• Information provided
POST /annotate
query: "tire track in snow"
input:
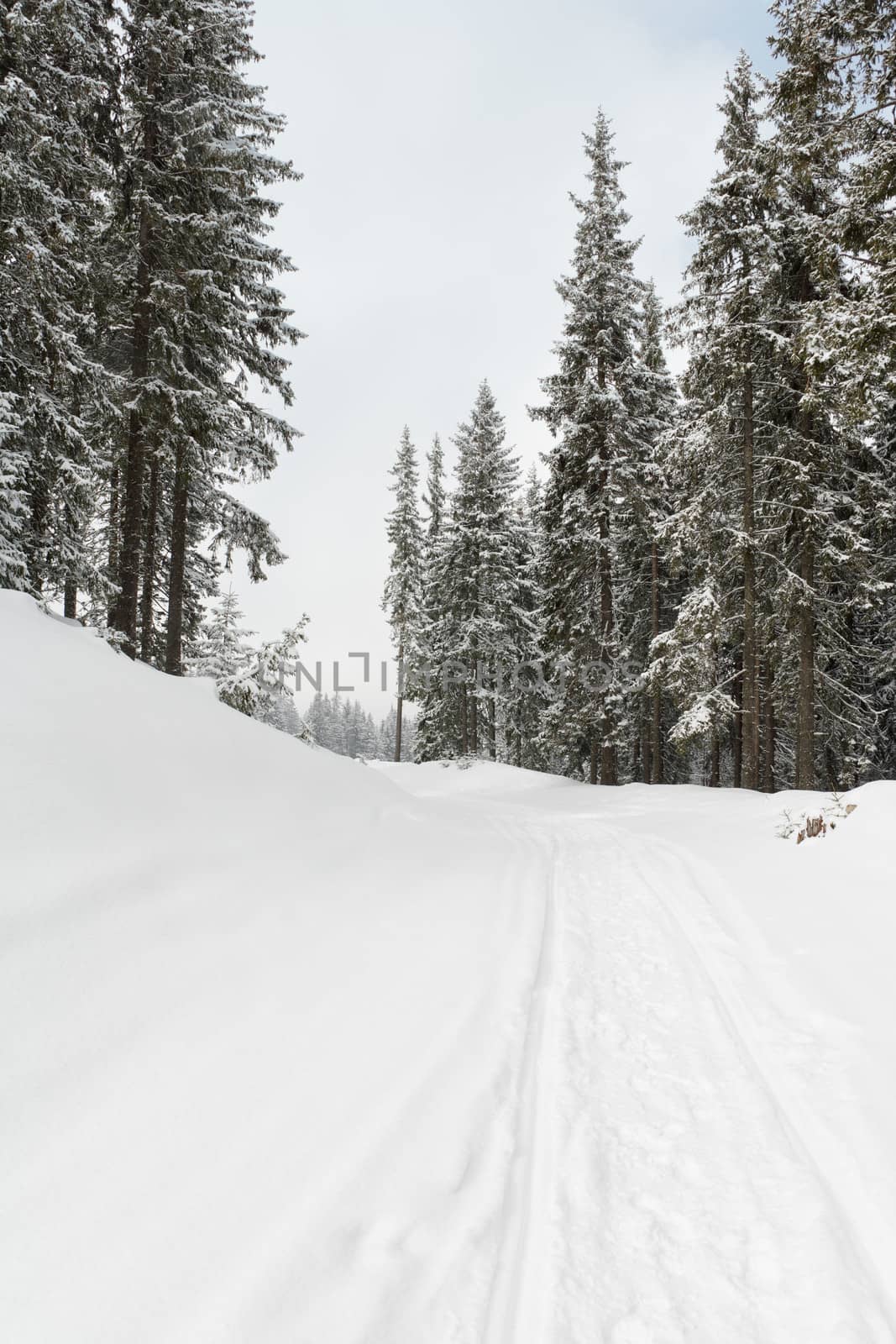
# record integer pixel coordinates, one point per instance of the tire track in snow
(516, 1310)
(685, 1211)
(804, 1131)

• What you should do
Restate the final lines of the listing above word for word, beginning at the line that contains "# record integer".

• Solution for this problem
# record integer pixel coordinates, one point per instance of the tire track in snow
(516, 1310)
(685, 1211)
(804, 1131)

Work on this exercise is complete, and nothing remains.